WRITTEN REQUEST –
Repeat the listing that follows, character for character, minus the pictures.

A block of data
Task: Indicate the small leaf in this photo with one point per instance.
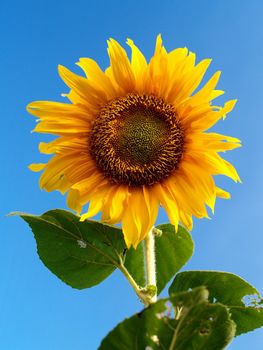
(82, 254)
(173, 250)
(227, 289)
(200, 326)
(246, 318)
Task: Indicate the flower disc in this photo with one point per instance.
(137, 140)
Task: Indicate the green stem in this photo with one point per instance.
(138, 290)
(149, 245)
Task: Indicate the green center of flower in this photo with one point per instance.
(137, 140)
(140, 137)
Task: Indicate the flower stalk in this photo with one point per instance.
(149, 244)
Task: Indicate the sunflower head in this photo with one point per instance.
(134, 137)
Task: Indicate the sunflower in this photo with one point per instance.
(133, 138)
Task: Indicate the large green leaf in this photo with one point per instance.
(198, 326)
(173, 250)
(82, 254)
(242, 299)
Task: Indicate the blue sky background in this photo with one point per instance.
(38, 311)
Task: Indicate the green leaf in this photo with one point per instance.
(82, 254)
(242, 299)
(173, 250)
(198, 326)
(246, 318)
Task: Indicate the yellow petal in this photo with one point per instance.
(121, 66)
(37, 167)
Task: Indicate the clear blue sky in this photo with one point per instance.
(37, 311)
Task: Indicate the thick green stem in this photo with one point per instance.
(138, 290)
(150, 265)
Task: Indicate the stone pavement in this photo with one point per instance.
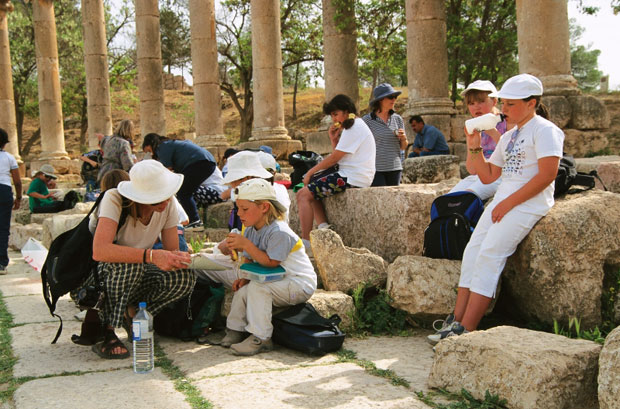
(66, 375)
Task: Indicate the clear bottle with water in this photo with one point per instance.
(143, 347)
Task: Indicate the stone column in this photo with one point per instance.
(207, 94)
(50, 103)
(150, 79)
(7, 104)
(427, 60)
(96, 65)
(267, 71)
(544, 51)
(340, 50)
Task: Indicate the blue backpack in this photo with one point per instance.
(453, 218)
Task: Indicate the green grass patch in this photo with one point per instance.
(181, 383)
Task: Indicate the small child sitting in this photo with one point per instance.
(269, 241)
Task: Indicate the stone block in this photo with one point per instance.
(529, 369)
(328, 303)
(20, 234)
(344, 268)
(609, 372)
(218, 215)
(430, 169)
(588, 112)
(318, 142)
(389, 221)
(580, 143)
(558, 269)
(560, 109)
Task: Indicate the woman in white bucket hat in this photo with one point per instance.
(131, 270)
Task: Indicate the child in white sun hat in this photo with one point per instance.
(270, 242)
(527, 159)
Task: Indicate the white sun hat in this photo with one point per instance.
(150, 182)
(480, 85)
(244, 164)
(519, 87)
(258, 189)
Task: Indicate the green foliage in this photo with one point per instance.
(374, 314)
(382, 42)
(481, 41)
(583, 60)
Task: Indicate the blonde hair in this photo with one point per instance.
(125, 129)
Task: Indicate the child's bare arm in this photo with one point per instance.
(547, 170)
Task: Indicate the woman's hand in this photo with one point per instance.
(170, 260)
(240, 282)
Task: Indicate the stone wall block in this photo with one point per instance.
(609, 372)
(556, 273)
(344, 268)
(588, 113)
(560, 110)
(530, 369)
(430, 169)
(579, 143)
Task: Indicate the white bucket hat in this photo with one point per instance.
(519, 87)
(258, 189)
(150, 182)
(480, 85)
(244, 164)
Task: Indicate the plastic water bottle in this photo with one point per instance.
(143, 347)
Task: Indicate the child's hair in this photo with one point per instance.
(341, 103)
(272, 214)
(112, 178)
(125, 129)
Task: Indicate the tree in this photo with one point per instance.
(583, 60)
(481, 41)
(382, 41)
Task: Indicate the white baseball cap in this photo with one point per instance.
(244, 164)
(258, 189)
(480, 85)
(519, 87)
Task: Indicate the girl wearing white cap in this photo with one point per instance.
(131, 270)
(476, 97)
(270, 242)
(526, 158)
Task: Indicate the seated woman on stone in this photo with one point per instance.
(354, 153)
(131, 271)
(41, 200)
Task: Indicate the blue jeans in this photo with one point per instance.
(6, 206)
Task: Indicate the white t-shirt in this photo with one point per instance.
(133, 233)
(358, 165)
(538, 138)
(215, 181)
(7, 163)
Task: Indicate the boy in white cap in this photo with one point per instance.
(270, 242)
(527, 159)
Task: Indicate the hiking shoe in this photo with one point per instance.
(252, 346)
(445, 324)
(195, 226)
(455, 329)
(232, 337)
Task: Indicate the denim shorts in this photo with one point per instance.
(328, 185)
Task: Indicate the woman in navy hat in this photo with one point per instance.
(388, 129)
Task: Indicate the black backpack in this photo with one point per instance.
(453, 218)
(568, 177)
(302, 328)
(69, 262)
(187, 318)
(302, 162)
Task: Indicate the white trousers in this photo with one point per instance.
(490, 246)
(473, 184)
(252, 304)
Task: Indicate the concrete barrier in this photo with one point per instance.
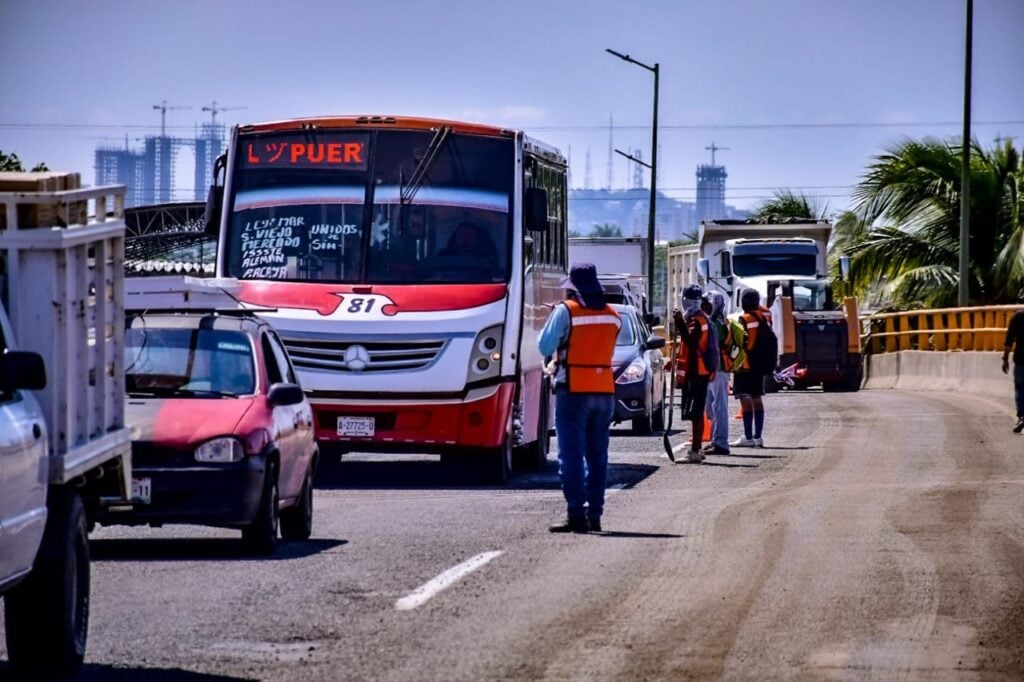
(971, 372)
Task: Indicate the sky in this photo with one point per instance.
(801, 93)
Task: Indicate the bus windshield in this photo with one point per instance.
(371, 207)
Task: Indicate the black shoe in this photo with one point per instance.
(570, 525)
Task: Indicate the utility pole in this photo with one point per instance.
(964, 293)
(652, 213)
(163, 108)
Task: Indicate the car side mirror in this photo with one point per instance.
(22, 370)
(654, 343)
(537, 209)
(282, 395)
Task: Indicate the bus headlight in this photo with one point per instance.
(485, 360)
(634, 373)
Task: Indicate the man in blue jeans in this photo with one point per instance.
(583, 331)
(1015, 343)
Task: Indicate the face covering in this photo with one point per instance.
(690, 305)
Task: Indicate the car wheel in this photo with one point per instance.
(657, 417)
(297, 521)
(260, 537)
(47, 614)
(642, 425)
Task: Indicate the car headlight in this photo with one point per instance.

TASK ANSWER –
Task: Indicate the small leaf in this photo with one point per instance.
(82, 254)
(173, 250)
(227, 289)
(200, 326)
(246, 318)
Task: Indicate the flower disc in this photo with one point per instance.
(137, 140)
Task: Indicate the green stem in this photo with one point per instance.
(138, 290)
(149, 245)
Task: Indicate the green center of flower in this photo with one point per instance.
(137, 140)
(140, 137)
Task: Indicate the flower stalk in this photo with one point per instance.
(149, 244)
Task: Indicate the sunflower head in this photo with one point per instance.
(134, 137)
Task: Indicate the sunflower in this photo with one point per instance.
(133, 138)
Task: Indicate the large green leaf in this photo with one point per instance.
(198, 326)
(173, 250)
(82, 254)
(242, 299)
Task: Indicate the blue sky background in this photo with one point per instance.
(38, 311)
Task: Indicate the green leaf in this photo with one point per instance.
(82, 254)
(242, 299)
(173, 250)
(198, 326)
(246, 318)
Task: Indicate the yellow petal in this photo with one point per instance.
(121, 66)
(37, 167)
Task: Indicate the clear blue sky in this photo with one point per instance.
(37, 311)
Task: Indicate the thick green stem in this photo with one point per instance.
(138, 290)
(150, 265)
Task: Indicate the stone pavement in this photo with one point per instance.
(66, 375)
Task: Indicate the clear bottle with water in this photo with one point per instance.
(143, 347)
Task: Indicate the stone column in this photo with one point per instance.
(207, 94)
(50, 103)
(150, 79)
(7, 104)
(427, 60)
(96, 65)
(267, 71)
(544, 51)
(340, 50)
Task: Indicate the blue backpack in this photo with one point per instance.
(453, 218)
Task: Indicate the green grass patch in this photo with one point per instance.
(181, 383)
Task: Indicate the small child sitting in this photo with one point per instance.
(269, 241)
Task: Indicate the stone block in this photo with one point per instance.
(529, 369)
(328, 303)
(20, 234)
(344, 268)
(609, 372)
(218, 215)
(430, 169)
(588, 112)
(318, 142)
(389, 221)
(580, 143)
(558, 269)
(560, 109)
Task: Indicate the woman in white bucket hat in this photo with one point per instance.
(131, 270)
Task: Indicate the child in white sun hat in this photo with one point per instance.
(270, 242)
(527, 159)
Task: Indicate the white sun hat in this photo with one point per instance.
(150, 182)
(480, 85)
(244, 164)
(519, 87)
(258, 189)
Task: Indicate the green foliage in this photo with one point per instance.
(374, 314)
(382, 42)
(481, 41)
(583, 60)
Task: Indicate the blonde hair in this photo with one point per instance.
(125, 129)
Task: Indicate the child's bare arm in this photo with one point per instance.
(547, 170)
Task: Indicate the woman's hand in this photo with one point per instance.
(170, 260)
(240, 282)
Task: Indicate the stone wall block in this photo with one point per instance.
(609, 372)
(556, 273)
(344, 268)
(588, 113)
(560, 110)
(530, 369)
(430, 169)
(579, 143)
Task: Indicate the white bucket hat in this photo with one point per instance.
(519, 87)
(258, 189)
(150, 182)
(480, 85)
(244, 164)
Task: Indicate the plastic water bottle in this photo with one point per instance.
(143, 347)
Task: Indicate the child's hair in this photo with one point per instance.
(341, 103)
(272, 214)
(112, 178)
(125, 129)
Task: Indicate the tree in this photo with one point per instance.
(583, 60)
(481, 41)
(382, 41)
Task: Indicate the white baseball cap in this photo with one point per instance.
(244, 164)
(258, 189)
(480, 85)
(519, 87)
Task: Indicate the girl wearing white cap in this photo with one point per instance.
(131, 270)
(476, 97)
(270, 242)
(526, 158)
Task: Indicate the seated woman on stone in this photo with one point per instance.
(354, 153)
(131, 271)
(41, 200)
Task: Indicate the blue jeans in this photo with one point per instance.
(6, 206)
Task: Indicate the white t-shirt in this photo with one point per instance.
(133, 233)
(358, 165)
(538, 138)
(215, 181)
(7, 163)
Task: Indicate the boy in white cap in this photo with one point per instance.
(270, 242)
(527, 159)
Task: Indicate the hiking shoe in this photo with one point per instance.
(252, 346)
(445, 324)
(195, 226)
(455, 329)
(232, 337)
Task: Indicate the denim shorts in this photo with one point per instance.
(328, 185)
Task: Indicate the woman in navy hat in this photo with one point per instance.
(388, 129)
Task: Indicate the black backpack in this photo with one point per instance.
(453, 218)
(568, 177)
(302, 328)
(69, 262)
(187, 318)
(302, 162)
Task: Indicate the white trousers in this photo with one point per instance.
(490, 246)
(473, 184)
(252, 304)
Task: Indicate the concrete barrier in this photo with one point per instance.
(971, 372)
Task: Indicate the sky in this photo with one point per instance.
(801, 93)
Task: Indicate the bus windshield in this photo with one point per instance.
(371, 207)
Task: Indicate the black shoe in this photo with one point per instance.
(570, 525)
Task: Indicate the utility pole in this photo with one point per instance.
(964, 293)
(652, 213)
(163, 108)
Task: Indicate the car side mirror in this photo with one point per instance.
(22, 370)
(654, 343)
(537, 209)
(282, 395)
Task: Indicate the bus headlight in this photo with one point per instance.
(485, 360)
(634, 373)
Task: Indicate the man in blue jeans in this photo with one point per instance.
(583, 331)
(1015, 343)
Task: Indicate the face covering in this photo with one point per instance.
(690, 305)
Task: Indicate the car wheel in this photo with one point per instance.
(657, 417)
(297, 521)
(260, 537)
(47, 614)
(642, 425)
Task: Indicate the car headlight in this photo with one point per instance.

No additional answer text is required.